Tech’s new year resolution: More humility

So, that was 2022. After two years of plague, we’ve now added poverty and war. Feeling optimistic about 2023, anyone? Enjoy those Christmas parties while you can…

It feels somewhat churlish – amid a cost of living crisis, looming environmental catastrophe, rampant inflation, the public sector falling apart, incompetent government, and England getting knocked out of the World Cup – for anyone in the tech sector to nervously raise a hand and say, “What about us?” But equally, it is true to say that the tech sector closes the year in a gloomier mood than it has for a long time.

Let’s say the unsayable: the pandemic was good for tech. Sales boomed. E-commerce grew. Digital communication became essential. Just imagine, if lockdown had happened 20 years ago – even just 10 years ago, when home broadband was mostly slow and often a luxury. The disaster of the pandemic would have been exponentially worse. As a result, tech companies entered 2022 on a high. Let the good times roll!

[Region descriptions in natural language]
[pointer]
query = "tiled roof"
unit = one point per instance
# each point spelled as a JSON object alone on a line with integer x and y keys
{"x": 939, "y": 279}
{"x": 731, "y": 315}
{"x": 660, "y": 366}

● Activities:
(a) Say whether each statement agrees with the tech article, answering yes or no and quoting the deciding words: (i) The article mentions England being knocked out of the World Cup. (ii) According to the article, tech companies began 2022 in a low mood. (iii) The article describes home broadband ten years ago as mostly fast.
(b) List every trouble that the tech article names between the dashes in its second paragraph, before the tech sector raises a hand.
(c) Pick up the tech article after its last sentence and continue it.

● Results of the exercise:
(a)
(i) Yes: "England getting knocked out of the World Cup"
(ii) No: "tech companies entered 2022 on a high"
(iii) No: "when home broadband was mostly slow and often a luxury"

(b)
- cost of living crisis
- looming environmental catastrophe
- rampant inflation
- the public sector falling apart
- incompetent government
- England getting knocked out of the World Cup

(c)
We end the year cowering somewhat, under the shadow of our own ambition, over-optimism and hubris. Tens of thousands of jobs lost around the world. Share prices plummeting. Belts being tightened and budgets cut. Elon Musk making everyone think the tech sector must be full of idiots. Want a new smartphone for Christmas? Nah – not giving my hard-earned cash to those fools on the hill.

The mood is gloomy – many in tech expect the first half of next year to be very difficult, hanging on to the hope that by the summer, things will be looking up. We’ll see. But perhaps bursting a few bubbles is not such a bad thing.

The sector needs to lose the mentality of tech for tech’s sake. Tech is, and always has been, nothing more than an enabler. It’s enabled some amazing things, for sure – changed lives and workplaces for the better. But nurses are on strike, leaving the profession in droves because they can’t make ends meet. Childhood poverty is on the rise. People choosing between heating and eating. None of this is tech’s fault – but tech is not enabling the sort of social utopia that some of its loudest cheerleaders would like you to believe. The real world is not Silicon Valley.

For 2023, let the tech sector’s new year resolution be a little more humility. Let’s return to what makes technology great – making ordinary people’s lives better. To all tech leaders, use this time of slowdown to reflect on what matters. The opportunities of the digital revolution will continue – let’s focus on making them work for the good of all.

Happy Christmas and best wishes for the New Year from all the team at Computer Weekly.